* begin Entries *

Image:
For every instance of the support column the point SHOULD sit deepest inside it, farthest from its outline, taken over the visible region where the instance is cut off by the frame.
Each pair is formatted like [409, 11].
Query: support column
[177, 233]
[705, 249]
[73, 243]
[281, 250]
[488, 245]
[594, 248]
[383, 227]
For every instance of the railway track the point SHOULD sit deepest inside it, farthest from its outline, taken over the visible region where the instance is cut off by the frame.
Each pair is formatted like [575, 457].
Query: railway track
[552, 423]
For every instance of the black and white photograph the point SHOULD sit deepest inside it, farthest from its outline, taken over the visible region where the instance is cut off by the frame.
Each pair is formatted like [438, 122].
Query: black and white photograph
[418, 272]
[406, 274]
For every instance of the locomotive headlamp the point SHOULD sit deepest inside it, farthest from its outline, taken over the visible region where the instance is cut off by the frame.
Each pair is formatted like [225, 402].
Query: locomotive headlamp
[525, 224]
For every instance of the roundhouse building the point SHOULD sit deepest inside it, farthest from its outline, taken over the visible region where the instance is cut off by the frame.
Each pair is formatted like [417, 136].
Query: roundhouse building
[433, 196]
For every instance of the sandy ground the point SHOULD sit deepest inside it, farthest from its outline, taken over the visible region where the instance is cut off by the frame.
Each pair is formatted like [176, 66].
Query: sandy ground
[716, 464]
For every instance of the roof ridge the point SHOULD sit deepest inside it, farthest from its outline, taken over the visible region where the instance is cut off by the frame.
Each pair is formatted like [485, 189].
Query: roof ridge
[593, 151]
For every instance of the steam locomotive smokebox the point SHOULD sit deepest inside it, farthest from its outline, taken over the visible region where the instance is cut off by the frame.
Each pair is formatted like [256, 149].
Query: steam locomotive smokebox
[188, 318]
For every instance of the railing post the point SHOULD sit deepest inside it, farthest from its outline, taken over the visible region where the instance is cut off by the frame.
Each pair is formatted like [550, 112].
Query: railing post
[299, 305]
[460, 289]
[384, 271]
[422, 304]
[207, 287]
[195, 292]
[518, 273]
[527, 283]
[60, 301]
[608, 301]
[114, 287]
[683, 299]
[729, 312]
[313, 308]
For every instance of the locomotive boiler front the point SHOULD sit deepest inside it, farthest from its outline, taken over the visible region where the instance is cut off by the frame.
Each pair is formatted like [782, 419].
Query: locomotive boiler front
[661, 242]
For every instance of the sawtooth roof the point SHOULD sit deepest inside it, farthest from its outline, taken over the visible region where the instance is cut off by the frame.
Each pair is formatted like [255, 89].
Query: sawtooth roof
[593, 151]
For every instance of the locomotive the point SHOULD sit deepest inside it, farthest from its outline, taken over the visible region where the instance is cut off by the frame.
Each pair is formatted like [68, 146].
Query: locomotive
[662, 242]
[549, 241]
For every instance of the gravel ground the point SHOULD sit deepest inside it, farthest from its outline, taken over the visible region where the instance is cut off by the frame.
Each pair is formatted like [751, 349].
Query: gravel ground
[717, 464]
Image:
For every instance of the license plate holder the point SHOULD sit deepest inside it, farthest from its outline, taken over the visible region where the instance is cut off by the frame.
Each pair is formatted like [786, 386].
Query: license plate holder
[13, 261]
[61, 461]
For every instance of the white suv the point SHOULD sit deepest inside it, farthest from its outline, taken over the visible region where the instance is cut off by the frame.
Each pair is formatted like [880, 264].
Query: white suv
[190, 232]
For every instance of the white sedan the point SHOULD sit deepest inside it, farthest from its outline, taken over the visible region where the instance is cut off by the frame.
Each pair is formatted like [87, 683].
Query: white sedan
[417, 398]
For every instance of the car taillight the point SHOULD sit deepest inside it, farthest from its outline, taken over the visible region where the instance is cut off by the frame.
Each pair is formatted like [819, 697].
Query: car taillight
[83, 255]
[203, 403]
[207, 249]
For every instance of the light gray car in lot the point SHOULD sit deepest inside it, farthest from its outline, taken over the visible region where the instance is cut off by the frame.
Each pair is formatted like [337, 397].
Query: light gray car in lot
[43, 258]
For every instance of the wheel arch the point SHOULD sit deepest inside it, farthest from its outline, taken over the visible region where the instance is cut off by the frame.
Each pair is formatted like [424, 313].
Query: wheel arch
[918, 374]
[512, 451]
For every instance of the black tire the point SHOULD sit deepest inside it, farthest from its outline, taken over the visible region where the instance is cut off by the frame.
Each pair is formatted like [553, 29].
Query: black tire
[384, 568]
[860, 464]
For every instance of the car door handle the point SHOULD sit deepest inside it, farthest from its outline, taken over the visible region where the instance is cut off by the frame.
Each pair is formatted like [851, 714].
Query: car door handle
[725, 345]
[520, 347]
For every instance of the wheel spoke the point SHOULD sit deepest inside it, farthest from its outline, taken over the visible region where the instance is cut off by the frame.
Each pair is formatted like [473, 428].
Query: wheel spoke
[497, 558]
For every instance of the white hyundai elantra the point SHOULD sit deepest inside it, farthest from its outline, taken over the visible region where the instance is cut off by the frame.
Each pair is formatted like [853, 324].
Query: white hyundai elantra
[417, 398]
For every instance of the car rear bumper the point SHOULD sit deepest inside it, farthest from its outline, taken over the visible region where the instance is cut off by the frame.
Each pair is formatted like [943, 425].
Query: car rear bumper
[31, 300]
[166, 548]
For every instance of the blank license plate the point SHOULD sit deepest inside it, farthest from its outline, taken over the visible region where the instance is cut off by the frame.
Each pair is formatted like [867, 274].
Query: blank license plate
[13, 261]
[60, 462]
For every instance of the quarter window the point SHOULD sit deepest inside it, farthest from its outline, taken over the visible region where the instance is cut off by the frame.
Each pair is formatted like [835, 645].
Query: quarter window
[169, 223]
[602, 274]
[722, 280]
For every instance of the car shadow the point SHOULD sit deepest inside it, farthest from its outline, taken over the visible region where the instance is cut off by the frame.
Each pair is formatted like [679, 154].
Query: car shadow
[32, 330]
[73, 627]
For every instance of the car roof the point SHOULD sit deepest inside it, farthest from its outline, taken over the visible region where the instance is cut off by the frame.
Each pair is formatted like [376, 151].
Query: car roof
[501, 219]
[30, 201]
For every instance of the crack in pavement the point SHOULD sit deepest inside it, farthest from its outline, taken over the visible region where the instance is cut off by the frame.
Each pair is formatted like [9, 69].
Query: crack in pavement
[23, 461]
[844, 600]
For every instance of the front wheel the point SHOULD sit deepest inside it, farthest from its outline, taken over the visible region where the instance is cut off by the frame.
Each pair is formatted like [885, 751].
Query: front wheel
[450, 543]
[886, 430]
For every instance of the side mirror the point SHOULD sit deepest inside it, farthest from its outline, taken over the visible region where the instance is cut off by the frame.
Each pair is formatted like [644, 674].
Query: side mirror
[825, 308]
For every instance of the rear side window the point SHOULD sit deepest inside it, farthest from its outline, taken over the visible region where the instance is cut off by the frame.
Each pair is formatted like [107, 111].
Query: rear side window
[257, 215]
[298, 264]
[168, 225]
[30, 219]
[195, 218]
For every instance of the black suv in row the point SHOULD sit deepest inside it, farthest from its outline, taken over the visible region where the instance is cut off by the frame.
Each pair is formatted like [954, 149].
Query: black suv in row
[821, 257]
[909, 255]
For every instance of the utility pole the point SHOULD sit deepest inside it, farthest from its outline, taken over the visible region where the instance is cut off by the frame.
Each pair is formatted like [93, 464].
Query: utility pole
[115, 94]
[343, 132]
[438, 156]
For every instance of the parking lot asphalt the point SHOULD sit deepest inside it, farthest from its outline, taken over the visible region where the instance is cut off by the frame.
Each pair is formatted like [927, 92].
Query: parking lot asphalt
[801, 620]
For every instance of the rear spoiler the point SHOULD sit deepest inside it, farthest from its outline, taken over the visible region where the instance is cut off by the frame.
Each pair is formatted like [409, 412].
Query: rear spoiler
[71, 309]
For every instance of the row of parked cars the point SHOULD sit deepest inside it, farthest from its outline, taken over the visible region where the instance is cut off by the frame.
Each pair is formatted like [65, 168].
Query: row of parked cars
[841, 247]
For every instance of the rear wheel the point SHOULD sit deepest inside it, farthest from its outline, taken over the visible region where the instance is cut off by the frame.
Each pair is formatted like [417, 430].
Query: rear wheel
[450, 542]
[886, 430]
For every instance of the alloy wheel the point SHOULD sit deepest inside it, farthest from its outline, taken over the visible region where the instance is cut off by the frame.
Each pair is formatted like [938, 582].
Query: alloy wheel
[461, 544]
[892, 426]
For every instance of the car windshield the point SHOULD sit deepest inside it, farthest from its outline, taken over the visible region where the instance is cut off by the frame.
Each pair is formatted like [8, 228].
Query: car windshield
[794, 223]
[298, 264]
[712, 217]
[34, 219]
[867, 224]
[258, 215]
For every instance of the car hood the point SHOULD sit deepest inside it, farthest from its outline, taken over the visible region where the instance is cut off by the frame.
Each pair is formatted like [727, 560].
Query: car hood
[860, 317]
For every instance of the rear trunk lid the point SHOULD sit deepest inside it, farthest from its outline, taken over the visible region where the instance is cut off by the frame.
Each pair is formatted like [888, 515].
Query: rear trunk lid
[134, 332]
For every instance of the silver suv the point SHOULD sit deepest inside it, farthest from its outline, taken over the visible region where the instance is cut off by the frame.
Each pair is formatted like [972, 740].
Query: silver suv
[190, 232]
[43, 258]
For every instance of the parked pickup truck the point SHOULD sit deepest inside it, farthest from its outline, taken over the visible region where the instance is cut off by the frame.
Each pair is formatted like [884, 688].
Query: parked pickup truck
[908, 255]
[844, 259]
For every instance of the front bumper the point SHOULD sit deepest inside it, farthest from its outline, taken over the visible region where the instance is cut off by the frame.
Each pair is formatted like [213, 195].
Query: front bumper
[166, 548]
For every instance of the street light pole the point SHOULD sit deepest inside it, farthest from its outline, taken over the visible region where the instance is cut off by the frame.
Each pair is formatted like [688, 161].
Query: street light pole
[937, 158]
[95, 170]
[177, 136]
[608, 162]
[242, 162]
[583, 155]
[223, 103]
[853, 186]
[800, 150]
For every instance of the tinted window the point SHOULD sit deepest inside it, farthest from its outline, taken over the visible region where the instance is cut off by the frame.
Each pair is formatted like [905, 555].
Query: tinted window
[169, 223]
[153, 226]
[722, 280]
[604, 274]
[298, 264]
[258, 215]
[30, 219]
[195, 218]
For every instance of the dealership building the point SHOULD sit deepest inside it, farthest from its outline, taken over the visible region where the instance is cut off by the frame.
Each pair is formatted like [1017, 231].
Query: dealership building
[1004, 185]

* end Entries *

• Task
Write out, word for word, the part of the data that opens with the line containing "For every instance of the tinted" and runs to the end of the data. Include that first line and the last line.

• Full answer
For every instance of the tinted window the point SHOULD sit deepest inside it, farthest from its outline, taken over the visible region where the instance is cut off by the frame.
Each pair is formatted like [905, 555].
Query: tinted window
[169, 223]
[153, 226]
[722, 280]
[604, 274]
[298, 264]
[258, 215]
[30, 219]
[195, 218]
For every instance of the dealership building the point SHOULD sit deepest inside it, farthest from its outline, taken over the visible region where the instance is cut off by the frame.
Each pair is formatted like [1017, 231].
Query: dealership building
[1004, 185]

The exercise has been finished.